# Required task:
Which of the lines below contain the string "jacket", with case counting? Pull out every one of them.
#### Listed records
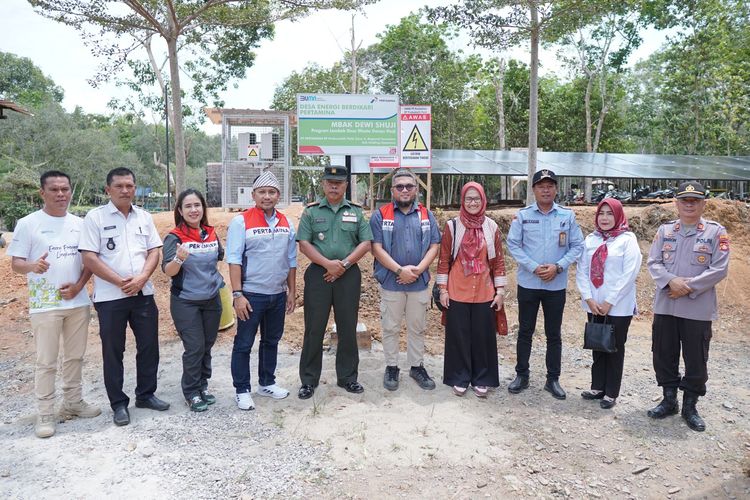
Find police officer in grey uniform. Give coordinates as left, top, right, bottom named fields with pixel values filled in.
left=647, top=181, right=729, bottom=431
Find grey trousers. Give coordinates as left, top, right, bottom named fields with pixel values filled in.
left=169, top=293, right=221, bottom=399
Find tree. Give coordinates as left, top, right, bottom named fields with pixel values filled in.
left=626, top=0, right=750, bottom=155
left=29, top=0, right=372, bottom=197
left=560, top=5, right=645, bottom=153
left=368, top=14, right=481, bottom=149
left=430, top=0, right=615, bottom=203
left=0, top=52, right=63, bottom=108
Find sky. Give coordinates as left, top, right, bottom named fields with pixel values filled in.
left=0, top=0, right=665, bottom=133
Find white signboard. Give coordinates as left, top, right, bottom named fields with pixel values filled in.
left=399, top=106, right=432, bottom=168
left=370, top=155, right=398, bottom=168
left=297, top=94, right=398, bottom=156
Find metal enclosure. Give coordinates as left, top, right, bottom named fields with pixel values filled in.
left=217, top=109, right=291, bottom=209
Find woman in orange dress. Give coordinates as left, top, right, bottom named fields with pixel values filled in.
left=436, top=182, right=508, bottom=398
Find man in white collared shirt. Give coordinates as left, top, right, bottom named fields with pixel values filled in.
left=78, top=168, right=169, bottom=425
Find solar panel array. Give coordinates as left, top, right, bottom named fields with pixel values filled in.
left=352, top=149, right=750, bottom=181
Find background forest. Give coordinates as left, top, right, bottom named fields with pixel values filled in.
left=0, top=0, right=750, bottom=227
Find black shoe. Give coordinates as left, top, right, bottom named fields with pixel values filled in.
left=135, top=394, right=169, bottom=411
left=646, top=387, right=680, bottom=418
left=383, top=366, right=399, bottom=391
left=544, top=379, right=567, bottom=399
left=336, top=380, right=365, bottom=394
left=508, top=375, right=529, bottom=394
left=599, top=398, right=617, bottom=410
left=201, top=389, right=216, bottom=405
left=297, top=384, right=315, bottom=399
left=581, top=391, right=604, bottom=400
left=409, top=364, right=435, bottom=391
left=682, top=391, right=706, bottom=432
left=112, top=406, right=130, bottom=427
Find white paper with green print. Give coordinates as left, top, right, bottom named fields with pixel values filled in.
left=29, top=278, right=63, bottom=309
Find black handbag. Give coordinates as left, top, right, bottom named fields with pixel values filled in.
left=583, top=316, right=617, bottom=354
left=432, top=219, right=456, bottom=312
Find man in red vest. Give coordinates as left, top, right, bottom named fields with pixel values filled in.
left=370, top=169, right=440, bottom=391
left=227, top=171, right=297, bottom=410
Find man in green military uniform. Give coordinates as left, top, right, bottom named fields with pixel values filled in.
left=297, top=167, right=372, bottom=399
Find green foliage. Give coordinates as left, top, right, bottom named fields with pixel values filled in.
left=0, top=52, right=63, bottom=108
left=0, top=163, right=39, bottom=230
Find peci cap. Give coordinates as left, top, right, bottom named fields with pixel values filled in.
left=323, top=165, right=346, bottom=181
left=675, top=181, right=706, bottom=199
left=531, top=168, right=557, bottom=186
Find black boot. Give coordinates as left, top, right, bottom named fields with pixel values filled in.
left=682, top=391, right=706, bottom=432
left=647, top=387, right=680, bottom=418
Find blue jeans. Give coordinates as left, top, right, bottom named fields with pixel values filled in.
left=232, top=292, right=286, bottom=394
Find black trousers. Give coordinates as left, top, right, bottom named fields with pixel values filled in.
left=169, top=293, right=222, bottom=399
left=299, top=264, right=362, bottom=387
left=94, top=292, right=159, bottom=409
left=588, top=313, right=633, bottom=398
left=516, top=286, right=565, bottom=380
left=651, top=314, right=711, bottom=396
left=443, top=300, right=500, bottom=387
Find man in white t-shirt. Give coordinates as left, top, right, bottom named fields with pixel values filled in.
left=7, top=170, right=101, bottom=438
left=78, top=167, right=169, bottom=425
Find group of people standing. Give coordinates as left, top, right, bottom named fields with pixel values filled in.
left=7, top=167, right=729, bottom=437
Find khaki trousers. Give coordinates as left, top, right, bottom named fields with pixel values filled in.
left=31, top=306, right=91, bottom=415
left=380, top=286, right=430, bottom=366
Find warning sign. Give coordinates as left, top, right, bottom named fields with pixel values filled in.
left=399, top=106, right=432, bottom=168
left=404, top=125, right=429, bottom=151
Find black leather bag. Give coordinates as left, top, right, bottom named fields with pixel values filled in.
left=583, top=316, right=617, bottom=354
left=432, top=219, right=456, bottom=312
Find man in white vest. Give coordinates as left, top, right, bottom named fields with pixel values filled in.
left=370, top=169, right=440, bottom=391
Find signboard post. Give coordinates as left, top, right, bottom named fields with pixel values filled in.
left=399, top=105, right=432, bottom=209
left=297, top=94, right=399, bottom=156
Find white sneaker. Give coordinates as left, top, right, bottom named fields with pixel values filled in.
left=257, top=384, right=289, bottom=399
left=234, top=392, right=255, bottom=410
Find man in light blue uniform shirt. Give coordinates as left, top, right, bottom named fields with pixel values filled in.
left=508, top=170, right=583, bottom=399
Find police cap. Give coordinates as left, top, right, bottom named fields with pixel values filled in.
left=675, top=181, right=706, bottom=199
left=531, top=168, right=557, bottom=186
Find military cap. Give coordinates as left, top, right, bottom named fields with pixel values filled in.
left=531, top=168, right=557, bottom=186
left=323, top=165, right=346, bottom=181
left=675, top=181, right=706, bottom=199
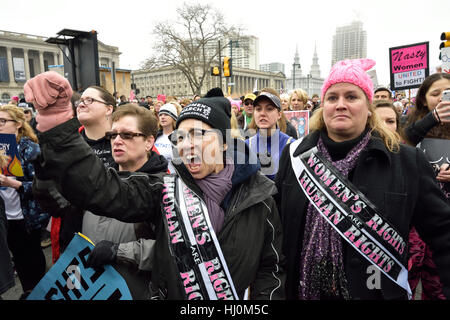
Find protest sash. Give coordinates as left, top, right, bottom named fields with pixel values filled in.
left=289, top=141, right=412, bottom=298
left=162, top=175, right=238, bottom=300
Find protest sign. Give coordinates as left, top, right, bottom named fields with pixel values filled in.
left=389, top=42, right=429, bottom=90
left=284, top=110, right=309, bottom=139
left=0, top=133, right=23, bottom=177
left=27, top=233, right=132, bottom=300
left=441, top=47, right=450, bottom=73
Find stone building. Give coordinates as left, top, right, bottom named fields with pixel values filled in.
left=0, top=30, right=121, bottom=103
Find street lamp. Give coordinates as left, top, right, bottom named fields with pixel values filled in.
left=228, top=40, right=239, bottom=93
left=292, top=62, right=301, bottom=90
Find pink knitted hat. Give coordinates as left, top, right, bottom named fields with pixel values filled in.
left=23, top=71, right=73, bottom=131
left=321, top=59, right=375, bottom=103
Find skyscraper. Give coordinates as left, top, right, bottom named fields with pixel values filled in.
left=331, top=21, right=367, bottom=66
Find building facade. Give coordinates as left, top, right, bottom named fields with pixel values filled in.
left=99, top=67, right=131, bottom=97
left=331, top=21, right=367, bottom=66
left=287, top=47, right=324, bottom=98
left=131, top=67, right=286, bottom=97
left=0, top=30, right=120, bottom=103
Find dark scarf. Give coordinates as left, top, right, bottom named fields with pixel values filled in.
left=299, top=131, right=370, bottom=300
left=195, top=159, right=234, bottom=234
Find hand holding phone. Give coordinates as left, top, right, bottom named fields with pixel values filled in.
left=437, top=90, right=450, bottom=122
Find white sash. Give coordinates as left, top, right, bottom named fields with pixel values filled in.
left=163, top=175, right=239, bottom=300
left=289, top=140, right=412, bottom=299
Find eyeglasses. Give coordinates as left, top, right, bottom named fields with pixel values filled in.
left=169, top=128, right=215, bottom=146
left=105, top=131, right=146, bottom=140
left=75, top=98, right=107, bottom=107
left=0, top=118, right=17, bottom=127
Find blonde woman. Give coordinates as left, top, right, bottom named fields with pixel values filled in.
left=275, top=59, right=450, bottom=300
left=0, top=105, right=49, bottom=298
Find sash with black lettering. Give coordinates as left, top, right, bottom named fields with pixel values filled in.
left=289, top=141, right=411, bottom=297
left=162, top=175, right=238, bottom=300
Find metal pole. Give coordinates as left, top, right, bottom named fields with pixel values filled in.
left=219, top=40, right=223, bottom=89
left=292, top=63, right=295, bottom=90
left=230, top=40, right=234, bottom=94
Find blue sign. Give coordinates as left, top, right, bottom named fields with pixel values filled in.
left=27, top=233, right=132, bottom=300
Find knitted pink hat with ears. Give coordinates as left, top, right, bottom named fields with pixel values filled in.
left=321, top=59, right=375, bottom=103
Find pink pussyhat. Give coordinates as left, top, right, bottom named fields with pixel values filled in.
left=321, top=59, right=375, bottom=103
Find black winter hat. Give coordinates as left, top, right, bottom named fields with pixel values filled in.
left=176, top=89, right=231, bottom=137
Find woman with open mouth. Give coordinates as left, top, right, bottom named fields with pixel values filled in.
left=29, top=80, right=284, bottom=300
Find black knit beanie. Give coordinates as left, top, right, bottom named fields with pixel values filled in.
left=176, top=90, right=231, bottom=137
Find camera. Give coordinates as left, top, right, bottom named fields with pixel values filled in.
left=442, top=90, right=450, bottom=101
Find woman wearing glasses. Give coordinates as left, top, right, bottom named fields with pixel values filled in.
left=29, top=79, right=284, bottom=299
left=0, top=105, right=49, bottom=298
left=34, top=84, right=117, bottom=262
left=24, top=72, right=167, bottom=299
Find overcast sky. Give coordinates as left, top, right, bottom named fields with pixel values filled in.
left=0, top=0, right=450, bottom=84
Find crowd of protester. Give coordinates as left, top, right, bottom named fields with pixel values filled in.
left=0, top=59, right=450, bottom=300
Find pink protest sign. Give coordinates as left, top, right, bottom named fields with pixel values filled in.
left=389, top=42, right=429, bottom=90
left=391, top=43, right=428, bottom=73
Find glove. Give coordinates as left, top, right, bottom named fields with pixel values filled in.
left=86, top=240, right=119, bottom=268
left=23, top=71, right=73, bottom=132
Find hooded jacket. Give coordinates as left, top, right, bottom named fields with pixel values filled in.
left=39, top=119, right=284, bottom=299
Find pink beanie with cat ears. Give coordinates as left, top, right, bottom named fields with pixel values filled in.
left=321, top=59, right=375, bottom=103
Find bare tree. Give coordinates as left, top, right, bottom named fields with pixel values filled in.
left=141, top=3, right=244, bottom=94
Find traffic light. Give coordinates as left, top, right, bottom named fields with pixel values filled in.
left=223, top=57, right=231, bottom=77
left=211, top=67, right=220, bottom=76
left=439, top=32, right=450, bottom=49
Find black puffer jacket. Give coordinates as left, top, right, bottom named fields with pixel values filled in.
left=38, top=119, right=284, bottom=299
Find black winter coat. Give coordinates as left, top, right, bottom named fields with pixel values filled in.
left=275, top=131, right=450, bottom=299
left=34, top=119, right=284, bottom=299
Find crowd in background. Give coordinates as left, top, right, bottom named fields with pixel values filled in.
left=0, top=61, right=450, bottom=299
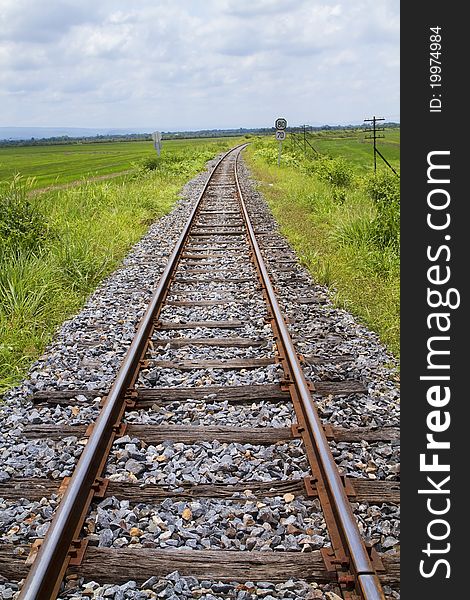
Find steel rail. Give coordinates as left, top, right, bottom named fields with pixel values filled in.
left=235, top=150, right=385, bottom=600
left=19, top=144, right=246, bottom=600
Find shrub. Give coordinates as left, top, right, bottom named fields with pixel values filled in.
left=305, top=154, right=354, bottom=189
left=0, top=176, right=49, bottom=253
left=366, top=173, right=400, bottom=252
left=140, top=156, right=160, bottom=171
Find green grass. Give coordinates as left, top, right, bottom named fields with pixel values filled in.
left=0, top=138, right=237, bottom=391
left=297, top=128, right=400, bottom=174
left=0, top=138, right=236, bottom=189
left=245, top=139, right=400, bottom=357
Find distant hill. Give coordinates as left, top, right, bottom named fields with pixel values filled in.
left=0, top=127, right=152, bottom=140
left=0, top=122, right=399, bottom=146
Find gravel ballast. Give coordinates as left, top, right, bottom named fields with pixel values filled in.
left=0, top=149, right=399, bottom=600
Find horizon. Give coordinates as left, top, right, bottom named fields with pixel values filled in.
left=0, top=0, right=400, bottom=131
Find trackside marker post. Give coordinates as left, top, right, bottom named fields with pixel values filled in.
left=152, top=131, right=162, bottom=156
left=274, top=117, right=287, bottom=167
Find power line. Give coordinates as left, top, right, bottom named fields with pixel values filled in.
left=364, top=115, right=399, bottom=177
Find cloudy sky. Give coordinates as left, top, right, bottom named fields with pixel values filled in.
left=0, top=0, right=400, bottom=131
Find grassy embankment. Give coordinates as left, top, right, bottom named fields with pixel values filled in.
left=245, top=130, right=400, bottom=357
left=0, top=138, right=241, bottom=189
left=0, top=138, right=237, bottom=392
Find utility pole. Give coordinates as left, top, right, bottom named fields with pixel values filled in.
left=364, top=116, right=400, bottom=177
left=364, top=116, right=385, bottom=173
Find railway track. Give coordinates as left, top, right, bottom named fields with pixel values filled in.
left=0, top=147, right=399, bottom=600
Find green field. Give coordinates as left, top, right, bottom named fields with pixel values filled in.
left=0, top=138, right=241, bottom=188
left=0, top=138, right=239, bottom=392
left=245, top=129, right=400, bottom=357
left=288, top=127, right=400, bottom=173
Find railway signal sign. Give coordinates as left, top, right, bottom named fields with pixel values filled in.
left=152, top=131, right=162, bottom=156
left=274, top=117, right=287, bottom=167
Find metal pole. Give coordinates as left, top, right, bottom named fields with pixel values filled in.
left=372, top=115, right=377, bottom=173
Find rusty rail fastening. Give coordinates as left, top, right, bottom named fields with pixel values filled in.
left=19, top=144, right=384, bottom=600
left=235, top=153, right=384, bottom=600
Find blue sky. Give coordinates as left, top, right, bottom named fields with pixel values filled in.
left=0, top=0, right=400, bottom=131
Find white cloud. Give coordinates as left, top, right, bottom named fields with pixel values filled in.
left=0, top=0, right=399, bottom=130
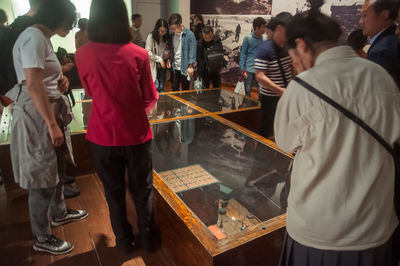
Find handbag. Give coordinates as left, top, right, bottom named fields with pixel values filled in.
left=294, top=77, right=400, bottom=264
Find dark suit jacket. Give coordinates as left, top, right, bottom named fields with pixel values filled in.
left=367, top=25, right=400, bottom=86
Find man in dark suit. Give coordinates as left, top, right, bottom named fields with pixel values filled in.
left=360, top=0, right=400, bottom=86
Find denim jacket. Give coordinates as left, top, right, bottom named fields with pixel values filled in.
left=240, top=33, right=263, bottom=73
left=171, top=27, right=197, bottom=76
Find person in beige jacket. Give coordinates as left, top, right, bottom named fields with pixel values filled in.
left=274, top=1, right=400, bottom=266
left=146, top=18, right=171, bottom=92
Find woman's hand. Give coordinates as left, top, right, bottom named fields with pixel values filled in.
left=188, top=66, right=194, bottom=76
left=160, top=60, right=166, bottom=69
left=58, top=76, right=69, bottom=93
left=61, top=62, right=75, bottom=73
left=48, top=124, right=64, bottom=147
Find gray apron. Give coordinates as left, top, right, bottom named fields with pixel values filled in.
left=10, top=85, right=73, bottom=189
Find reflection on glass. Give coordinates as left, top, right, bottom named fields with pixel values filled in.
left=149, top=94, right=200, bottom=121
left=152, top=117, right=291, bottom=239
left=69, top=89, right=200, bottom=133
left=177, top=89, right=259, bottom=112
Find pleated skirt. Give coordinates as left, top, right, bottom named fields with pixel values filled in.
left=280, top=232, right=400, bottom=266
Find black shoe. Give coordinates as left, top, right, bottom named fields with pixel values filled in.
left=64, top=183, right=81, bottom=199
left=117, top=236, right=135, bottom=254
left=33, top=235, right=74, bottom=255
left=51, top=209, right=89, bottom=227
left=63, top=175, right=76, bottom=184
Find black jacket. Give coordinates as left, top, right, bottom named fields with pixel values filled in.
left=367, top=25, right=400, bottom=86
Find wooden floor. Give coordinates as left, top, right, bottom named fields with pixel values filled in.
left=0, top=174, right=172, bottom=266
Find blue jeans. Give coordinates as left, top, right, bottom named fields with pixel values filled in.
left=244, top=72, right=258, bottom=97
left=155, top=68, right=166, bottom=92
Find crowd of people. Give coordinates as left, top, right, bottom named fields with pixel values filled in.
left=0, top=0, right=400, bottom=265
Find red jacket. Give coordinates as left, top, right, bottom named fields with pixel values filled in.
left=75, top=42, right=158, bottom=146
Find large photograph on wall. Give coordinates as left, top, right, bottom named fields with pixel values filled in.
left=190, top=0, right=364, bottom=84
left=190, top=0, right=272, bottom=15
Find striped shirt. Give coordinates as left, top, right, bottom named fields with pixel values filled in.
left=254, top=40, right=293, bottom=96
left=132, top=27, right=145, bottom=48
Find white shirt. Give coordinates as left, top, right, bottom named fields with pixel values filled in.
left=13, top=27, right=62, bottom=98
left=275, top=46, right=400, bottom=251
left=173, top=32, right=183, bottom=71
left=146, top=33, right=167, bottom=81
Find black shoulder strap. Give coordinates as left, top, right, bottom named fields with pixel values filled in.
left=294, top=77, right=400, bottom=219
left=276, top=55, right=289, bottom=88
left=294, top=77, right=395, bottom=155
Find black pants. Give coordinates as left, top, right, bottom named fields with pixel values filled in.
left=259, top=95, right=279, bottom=138
left=172, top=70, right=190, bottom=91
left=92, top=141, right=153, bottom=245
left=203, top=72, right=221, bottom=89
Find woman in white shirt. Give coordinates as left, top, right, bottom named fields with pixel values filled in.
left=10, top=0, right=88, bottom=255
left=146, top=18, right=171, bottom=92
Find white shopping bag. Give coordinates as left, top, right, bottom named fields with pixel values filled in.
left=235, top=81, right=246, bottom=95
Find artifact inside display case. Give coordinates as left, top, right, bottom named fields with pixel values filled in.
left=152, top=117, right=291, bottom=240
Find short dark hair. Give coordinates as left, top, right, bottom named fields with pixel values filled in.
left=253, top=17, right=267, bottom=29
left=347, top=29, right=368, bottom=51
left=193, top=14, right=204, bottom=24
left=132, top=13, right=142, bottom=21
left=29, top=0, right=44, bottom=8
left=168, top=13, right=182, bottom=26
left=286, top=0, right=342, bottom=49
left=151, top=18, right=170, bottom=45
left=78, top=18, right=89, bottom=30
left=201, top=25, right=214, bottom=34
left=88, top=0, right=132, bottom=44
left=34, top=0, right=76, bottom=31
left=372, top=0, right=400, bottom=19
left=0, top=9, right=7, bottom=23
left=267, top=12, right=293, bottom=31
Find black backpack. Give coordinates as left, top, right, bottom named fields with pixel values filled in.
left=204, top=41, right=225, bottom=73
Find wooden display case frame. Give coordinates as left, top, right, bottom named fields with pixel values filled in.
left=153, top=113, right=293, bottom=266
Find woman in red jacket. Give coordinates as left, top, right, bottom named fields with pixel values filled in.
left=76, top=0, right=158, bottom=252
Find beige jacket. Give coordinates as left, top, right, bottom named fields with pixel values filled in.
left=275, top=46, right=400, bottom=251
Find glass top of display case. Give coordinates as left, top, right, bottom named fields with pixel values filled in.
left=70, top=89, right=200, bottom=133
left=152, top=116, right=291, bottom=240
left=175, top=89, right=259, bottom=112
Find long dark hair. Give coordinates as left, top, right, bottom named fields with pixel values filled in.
left=286, top=0, right=342, bottom=49
left=151, top=18, right=169, bottom=44
left=88, top=0, right=132, bottom=44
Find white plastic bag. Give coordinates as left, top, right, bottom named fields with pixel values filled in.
left=235, top=81, right=246, bottom=95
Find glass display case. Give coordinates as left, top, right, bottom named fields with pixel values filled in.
left=152, top=114, right=292, bottom=265
left=69, top=89, right=201, bottom=133
left=169, top=89, right=260, bottom=113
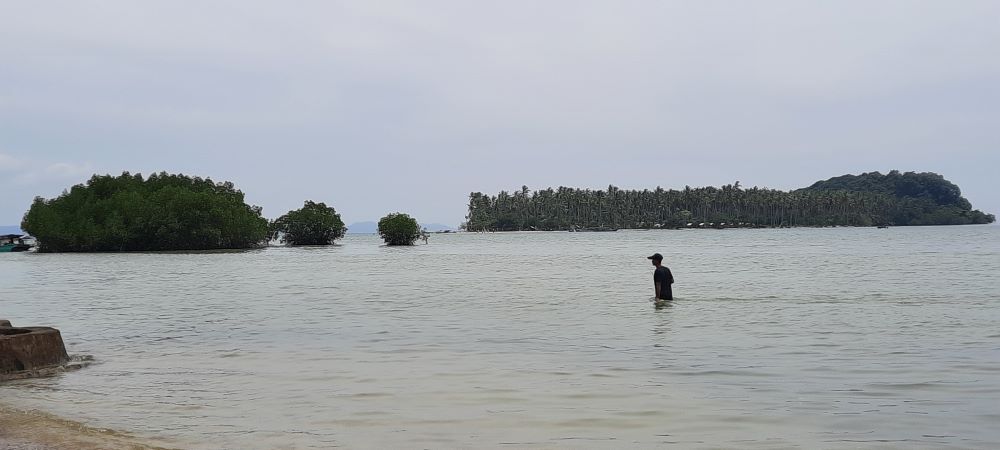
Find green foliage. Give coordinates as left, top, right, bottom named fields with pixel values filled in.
left=800, top=170, right=996, bottom=225
left=378, top=213, right=421, bottom=245
left=271, top=200, right=347, bottom=245
left=463, top=171, right=994, bottom=231
left=21, top=172, right=268, bottom=252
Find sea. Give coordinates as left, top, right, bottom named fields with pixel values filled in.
left=0, top=226, right=1000, bottom=449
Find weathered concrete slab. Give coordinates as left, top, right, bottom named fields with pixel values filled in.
left=0, top=320, right=69, bottom=380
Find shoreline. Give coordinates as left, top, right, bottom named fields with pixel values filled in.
left=0, top=401, right=167, bottom=450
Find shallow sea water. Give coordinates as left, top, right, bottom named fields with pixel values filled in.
left=0, top=226, right=1000, bottom=449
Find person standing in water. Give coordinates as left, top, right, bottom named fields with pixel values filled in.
left=646, top=253, right=674, bottom=301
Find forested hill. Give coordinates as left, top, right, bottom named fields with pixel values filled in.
left=464, top=170, right=995, bottom=231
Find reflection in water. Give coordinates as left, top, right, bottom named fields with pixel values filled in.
left=0, top=227, right=1000, bottom=448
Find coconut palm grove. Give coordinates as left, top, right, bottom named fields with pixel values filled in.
left=464, top=170, right=995, bottom=231
left=21, top=171, right=995, bottom=252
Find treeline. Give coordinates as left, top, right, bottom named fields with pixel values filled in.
left=21, top=172, right=268, bottom=252
left=21, top=172, right=424, bottom=252
left=463, top=171, right=994, bottom=231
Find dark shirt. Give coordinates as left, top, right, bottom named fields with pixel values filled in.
left=653, top=266, right=674, bottom=300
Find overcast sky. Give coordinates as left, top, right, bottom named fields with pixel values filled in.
left=0, top=0, right=1000, bottom=226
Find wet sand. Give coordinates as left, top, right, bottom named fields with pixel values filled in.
left=0, top=404, right=171, bottom=450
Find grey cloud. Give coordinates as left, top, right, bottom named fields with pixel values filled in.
left=0, top=1, right=1000, bottom=224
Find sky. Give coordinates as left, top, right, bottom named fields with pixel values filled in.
########
# Result of this exercise:
Find hooded jacket. Give coordinates as left, top, right, bottom named fields with pixel values filled in.
Find black puffer jacket. Give coordinates as left, top, right, bottom named fields with pixel values filled in.
Find dark suit jacket. Give coordinates as left, top, right, bottom named fields with pixel values filled in.
Find denim jacket. Give coordinates as left, top, right, bottom named fields with pixel values filled in.
Find person in beige jacket. Give coordinates as left, top, right, bottom named fields with pixel values filled in.
Find black jacket. Give coordinates as left, top, right, bottom named fields with pixel values filled in.
Find red jacket. Give coordinates as left, top, right, bottom named fields with pixel values filled in.
Find woman in red jacket. Give coordinates as left, top, right, bottom named fields with pixel values filled in.
Find beige jacket. Give coordinates as left, top, right, bottom named fields with pixel values filled in.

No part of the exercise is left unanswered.